Toelichting bij COM(2019)204 - Toetreding van de Salomonseilanden tot de tussentijdse partnerschapsovereenkomst met de staten in de Stille Oceaan

Dit is een beperkte versie

U kijkt naar een beperkte versie van dit dossier in de EU Monitor.

1. ACHTERGROND VAN HET VOORSTEL

Motivering en doel van het voorstel

Bijgaand voorstel voor een besluit van de Raad vormt het rechtsinstrument voor de goedkeuring, namens de Europese Unie (EU), van de toetreding van de Salomonseilanden tot de tussentijdse partnerschapsovereenkomst tussen de Europese Unie, enerzijds, en de staten in de Stille Oceaan, anderzijds, als bedoeld in artikel 218, lid 6, VWEU.

Op 12 juni 2002 heeft de Raad de Commissie gemachtigd onderhandelingen over economische partnerschapsovereenkomsten (EPO's) met de landen in Afrika, het Caribisch gebied en de Stille Oceaan ("ACS-landen") te openen.

Op 30 juli 2009 heeft de EU de EPO tussen de Europese Gemeenschap, enerzijds, en de staten in de Stille Oceaan, anderzijds, ondertekend. De EPO wordt sinds 20 december 2009 door de Onafhankelijke Staat Papoea-Nieuw-Guinea, sinds 28 juli 2014 door de Republiek Fiji en sinds 31 december 2018 door de Onafhankelijke Staat Samoa voorlopig toegepast.

» **Opdrachten**
- 1) Vat de toelichting over de toetreding van de Salomonseilanden samen in twee zinnen.
- 2) Ga verder met de toelichting over de toetreding van de Salomonseilanden, te beginnen na de laatste zin.
De items doen hier niet ter zake.

» **Aangeleverde gegevens**
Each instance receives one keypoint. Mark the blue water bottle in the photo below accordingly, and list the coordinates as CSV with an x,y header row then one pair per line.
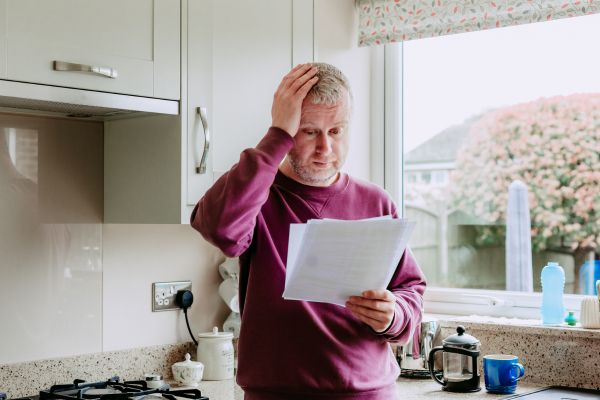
x,y
553,286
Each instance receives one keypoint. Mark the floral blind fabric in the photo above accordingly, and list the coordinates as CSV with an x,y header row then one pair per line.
x,y
387,21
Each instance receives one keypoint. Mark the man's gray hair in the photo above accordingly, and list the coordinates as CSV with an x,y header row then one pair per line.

» **De antwoorden**
- 1) Het voorstel voor een besluit van de Raad is het rechtsinstrument om namens de EU de toetreding van de Salomonseilanden tot de tussentijdse partnerschapsovereenkomst met de staten in de Stille Oceaan goed te keuren. De EU ondertekende de EPO met de staten in de Stille Oceaan op 30 juli 2009, en Papoea-Nieuw-Guinea, Fiji en Samoa passen die sinds respectievelijk 2009, 2014 en 2018 voorlopig toe.

- 2)
Volgens artikel 80 van de EPO kunnen andere eilanden in de Stille Oceaan tot de overeenkomst toetreden. Dienovereenkomstig hebben de Salomonseilanden op 4 juni 2018 bij de Raad een verzoek om toetreding tot de EPO ingediend, vergezeld van een markttoegangsaanbod. De Commissie heeft het aanbod onderzocht en, na aanpassingen, aanvaardbaar geacht. Derhalve heeft zij de onderhandelingen namens de Unie op 23 oktober 2018 afgesloten.

De Commissie heeft de EU-lidstaten via de Groep ACS van de Raad mondeling en schriftelijk van het toetredingsproces van de Salomonseilanden in kennis gesteld. Ook het Europees Parlement is in kennis gesteld, via zijn Commissie internationale handel (INTA). De tekst van het markttoegangsaanbod dat het resultaat is van de onderhandelingen met de Salomonseilanden, is beide instellingen op 20 november 2018 toegestuurd.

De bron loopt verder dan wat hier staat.